TO DO:
(1) In the article on middle school kids blaming others, how many skills does Jean Tracy say people need to learn to stop blaming others?
(2) Copy the passage of the article on kids blaming others from "Elisabeth Stitt" up to and including "Learn from mistakes.".
(3) Continue the article on middle school kids blaming others, starting after its last sentence.

EXTRACT PROVIDED:
--- begin ---

Joyful Parenting Coaching is focused on clarity, consistency, connection, being an effective parent, finding balance as a parent, and above all being a confident and joyous parent. Topics include communication, having difficult conversations, having constructive conversations, chores, routines, family meetings, 

Is Your Middle School Kid Still Blaming Others When Things Go Wrong?

Elisabeth Stitt

IT IS NATURAL FOR YOUNG KIDS TO PUSH BLAME AWAY FROM THEMSELVES

(THEY ARE STILL WORKING ON CAUSE AND EFFECT)

BUT WHEN OLDER KIDS BLAME, IT IS TIME TO TAKE ACTION.

     When kids blame others it is often because they have a fixed and not a growth mindset.  Jean Tracy, MSS, wrote a blog called “Stop Kids From Blaming Others” (http://kidsdiscuss.com/feature_article.asp?fa_id=184#sthash.UOywUZWA.dpuf), and I wanted to offer my own comments on her ideas.  Tracy gave six skills people need to learn in order to shift away from blaming others:

1. Accept responsibility for mistakes
2. Learn from mistakes. 
3. Brainstorm better solutions. 
4. Choose the best solution and act on it. 
5. Become accountable and dependable. 
6. Develop a strong moral character.

Skill #1 is Accept responsibility for mistakes

What makes it hard for a child to do that?  The first reason might be that she fears a harsh or very critical response from her caregiver.  But even kids with sensitive parents can be reluctant to accept responsibility for mistakes.  This is usually a sign of a child having a fixed mindset:  She does not need her parent or caregiver to chastise her; she is busy with an internal crisis about her own sense of how capable she is.  Remember, the primary concern of someone with a fixed mindset is fear that people will discover she is not as capable (as smart or talented) as people currently think she is.  She is, therefore, highly motivated to cover up her mistake so that no one else finds out she is less than they thought before.  Not accepting responsibility for her mistake is critical to hanging on to what self-confidence she still has.

--- end ---

LISTED ENTRIES:
--- begin ---

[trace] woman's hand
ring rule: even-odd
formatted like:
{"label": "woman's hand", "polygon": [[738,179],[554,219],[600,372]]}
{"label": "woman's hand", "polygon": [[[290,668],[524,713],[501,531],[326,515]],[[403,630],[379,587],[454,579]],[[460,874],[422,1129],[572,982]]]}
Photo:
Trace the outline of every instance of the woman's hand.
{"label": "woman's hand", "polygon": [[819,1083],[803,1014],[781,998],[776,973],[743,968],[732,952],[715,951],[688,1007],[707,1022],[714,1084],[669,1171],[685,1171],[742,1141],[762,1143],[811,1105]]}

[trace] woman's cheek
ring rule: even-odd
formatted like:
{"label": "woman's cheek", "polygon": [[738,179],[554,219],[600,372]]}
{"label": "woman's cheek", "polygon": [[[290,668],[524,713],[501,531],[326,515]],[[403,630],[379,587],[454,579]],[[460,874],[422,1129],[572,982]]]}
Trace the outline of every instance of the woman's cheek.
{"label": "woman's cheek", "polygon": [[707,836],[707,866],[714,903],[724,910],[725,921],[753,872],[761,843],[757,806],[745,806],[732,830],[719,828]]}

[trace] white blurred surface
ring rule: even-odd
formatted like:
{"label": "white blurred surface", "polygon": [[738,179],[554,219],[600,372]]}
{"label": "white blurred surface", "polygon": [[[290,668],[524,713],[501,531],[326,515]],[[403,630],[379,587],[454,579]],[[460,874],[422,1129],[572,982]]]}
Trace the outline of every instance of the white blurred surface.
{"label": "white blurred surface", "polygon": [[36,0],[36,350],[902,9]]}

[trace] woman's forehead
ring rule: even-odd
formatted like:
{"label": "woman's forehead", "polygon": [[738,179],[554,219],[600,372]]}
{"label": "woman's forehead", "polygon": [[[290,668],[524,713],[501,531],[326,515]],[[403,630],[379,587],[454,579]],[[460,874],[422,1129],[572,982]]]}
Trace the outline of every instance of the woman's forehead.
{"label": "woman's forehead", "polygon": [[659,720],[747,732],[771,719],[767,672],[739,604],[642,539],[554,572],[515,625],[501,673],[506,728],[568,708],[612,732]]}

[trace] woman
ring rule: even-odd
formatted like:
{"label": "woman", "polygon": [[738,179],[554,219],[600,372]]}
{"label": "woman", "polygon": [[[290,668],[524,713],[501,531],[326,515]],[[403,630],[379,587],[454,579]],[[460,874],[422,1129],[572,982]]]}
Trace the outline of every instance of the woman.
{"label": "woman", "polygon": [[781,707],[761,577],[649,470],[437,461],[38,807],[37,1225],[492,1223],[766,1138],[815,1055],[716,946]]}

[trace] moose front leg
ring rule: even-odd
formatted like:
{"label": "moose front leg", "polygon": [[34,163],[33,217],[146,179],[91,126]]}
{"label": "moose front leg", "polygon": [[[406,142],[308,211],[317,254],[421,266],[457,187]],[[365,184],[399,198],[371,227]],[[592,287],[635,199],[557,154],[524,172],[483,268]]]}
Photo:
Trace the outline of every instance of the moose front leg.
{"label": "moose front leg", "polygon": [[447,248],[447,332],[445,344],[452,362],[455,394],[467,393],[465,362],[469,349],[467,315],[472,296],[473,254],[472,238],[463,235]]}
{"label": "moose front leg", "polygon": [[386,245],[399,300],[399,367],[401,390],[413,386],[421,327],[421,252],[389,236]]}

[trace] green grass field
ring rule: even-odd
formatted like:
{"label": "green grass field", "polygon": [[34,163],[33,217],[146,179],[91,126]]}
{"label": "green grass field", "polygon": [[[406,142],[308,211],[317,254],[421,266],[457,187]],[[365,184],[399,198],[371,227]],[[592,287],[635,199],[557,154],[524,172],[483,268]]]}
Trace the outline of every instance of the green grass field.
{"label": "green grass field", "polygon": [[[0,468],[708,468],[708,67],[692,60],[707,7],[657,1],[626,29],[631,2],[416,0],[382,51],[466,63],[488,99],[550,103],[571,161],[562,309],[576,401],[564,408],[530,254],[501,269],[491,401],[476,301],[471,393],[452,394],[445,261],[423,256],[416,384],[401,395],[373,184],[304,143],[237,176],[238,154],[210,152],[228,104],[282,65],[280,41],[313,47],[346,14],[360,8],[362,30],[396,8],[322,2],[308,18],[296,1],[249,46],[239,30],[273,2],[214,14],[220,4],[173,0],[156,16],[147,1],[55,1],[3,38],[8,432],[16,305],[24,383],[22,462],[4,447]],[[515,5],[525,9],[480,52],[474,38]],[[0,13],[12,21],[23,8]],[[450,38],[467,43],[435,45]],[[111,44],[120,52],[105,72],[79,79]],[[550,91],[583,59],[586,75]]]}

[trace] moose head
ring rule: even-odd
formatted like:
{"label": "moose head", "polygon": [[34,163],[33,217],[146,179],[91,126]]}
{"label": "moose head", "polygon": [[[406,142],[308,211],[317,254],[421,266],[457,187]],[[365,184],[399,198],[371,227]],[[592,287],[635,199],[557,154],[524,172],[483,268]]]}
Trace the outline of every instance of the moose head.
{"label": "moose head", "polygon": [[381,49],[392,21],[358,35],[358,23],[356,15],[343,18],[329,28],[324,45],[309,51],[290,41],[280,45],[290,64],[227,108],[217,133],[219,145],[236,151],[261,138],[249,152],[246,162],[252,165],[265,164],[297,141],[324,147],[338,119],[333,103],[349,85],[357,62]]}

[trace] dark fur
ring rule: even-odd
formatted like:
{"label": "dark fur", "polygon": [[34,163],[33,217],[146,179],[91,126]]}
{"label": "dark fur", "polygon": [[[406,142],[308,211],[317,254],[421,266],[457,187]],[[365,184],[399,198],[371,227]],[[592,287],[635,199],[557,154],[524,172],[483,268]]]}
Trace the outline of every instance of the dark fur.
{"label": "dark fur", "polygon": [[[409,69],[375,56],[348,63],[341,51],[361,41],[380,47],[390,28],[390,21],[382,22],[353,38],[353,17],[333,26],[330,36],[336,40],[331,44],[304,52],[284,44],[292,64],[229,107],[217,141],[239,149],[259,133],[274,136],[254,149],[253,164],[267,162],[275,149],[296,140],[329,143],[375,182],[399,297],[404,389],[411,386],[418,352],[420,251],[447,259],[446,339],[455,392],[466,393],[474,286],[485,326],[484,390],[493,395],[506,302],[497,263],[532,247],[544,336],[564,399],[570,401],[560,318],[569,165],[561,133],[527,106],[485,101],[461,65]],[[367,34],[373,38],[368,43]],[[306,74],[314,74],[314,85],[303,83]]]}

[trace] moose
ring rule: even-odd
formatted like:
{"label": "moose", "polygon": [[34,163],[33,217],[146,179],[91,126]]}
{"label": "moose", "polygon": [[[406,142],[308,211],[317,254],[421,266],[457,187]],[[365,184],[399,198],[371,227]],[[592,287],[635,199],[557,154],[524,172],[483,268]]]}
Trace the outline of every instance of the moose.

--- end ---

RESULTS FOR THE EXERCISE:
(1) Six skills.

(2)
Elisabeth Stitt

IT IS NATURAL FOR YOUNG KIDS TO PUSH BLAME AWAY FROM THEMSELVES

(THEY ARE STILL WORKING ON CAUSE AND EFFECT)

BUT WHEN OLDER KIDS BLAME, IT IS TIME TO TAKE ACTION.

     When kids blame others it is often because they have a fixed and not a growth mindset.  Jean Tracy, MSS, wrote a blog called “Stop Kids From Blaming Others” (http://kidsdiscuss.com/feature_article.asp?fa_id=184#sthash.UOywUZWA.dpuf), and I wanted to offer my own comments on her ideas.  Tracy gave six skills people need to learn in order to shift away from blaming others:

1. Accept responsibility for mistakes
2. Learn from mistakes.

(3)
Skills #2-4 are all supported by teaching kids to focus on strategy.

How does a parent deal with a child who cannot accept blame because it will damage her sense of herself?  The first step is to teach your child about a fixed and growth mindset.  Researchers have found that just teaching kids about how the brain works—and especially how it grows when it is learning something new—helps kids to develop a growth mindset.  There are lots of videos for kids of different ages to help explain the brain in action.  The second step to helping her develop a growth mindset is to ask her what strategy she was using when she made the mistake, why she thought it would work, and finally what strategy she might try next.  Focusing on strategy will teach a child how to Learn from her mistakes (Skill #2) and how to Brainstorm better solutions (Skill #3) and Choose the best solution and act on it (Skill #4). 

Confused about how to teach kids to focus on strategy?

Some people get confused about strategy, but it is really nothing more than breaking down HOW you do something.  Here are some strategies typically used in academic settings, but many of them cross over to other areas of life.  The list below might seem overwhelming, but a lot of these are so automatic for you, you don’t even think about them.  They might not be automatic for your kids, however:

            •Brainstorming

            •Outlining

            •Note Taking

            •Mind Mapping

            •Color Coding

            •Making a List So You Don’t Forget

            •Keeping a Calendar

            •Identifying Tasks As Beingof High, Medium or Low Importance

            •Reading Directions from Top to Bottom Before Starting (recipes, doing arts and crafts)

            •Checking for All the Supplies Needed Before Beginning

            •Underlining Key Words (and Checking Their Meaning)

            •Asking Questions to Check for Understanding

            •Repeating Information Back to Check for Understanding and Thoroughness

            •Looking at Examples/Samples of What You Are Trying to Do

            •Editing and Rewriting (Look at your last paper and see what you got wrong.  Did your teacher ask you to focus on transitions? Richer word choice? Providing enough detail?) 

            •Asking Others for Feedback as You Go Along (Have I provided enough detail in this section?  Does my example make sense?  Is it clear who everyone in my story is?) 

            •Double Checking Numbers and Arithmetic (say when doubling a cookie recipe)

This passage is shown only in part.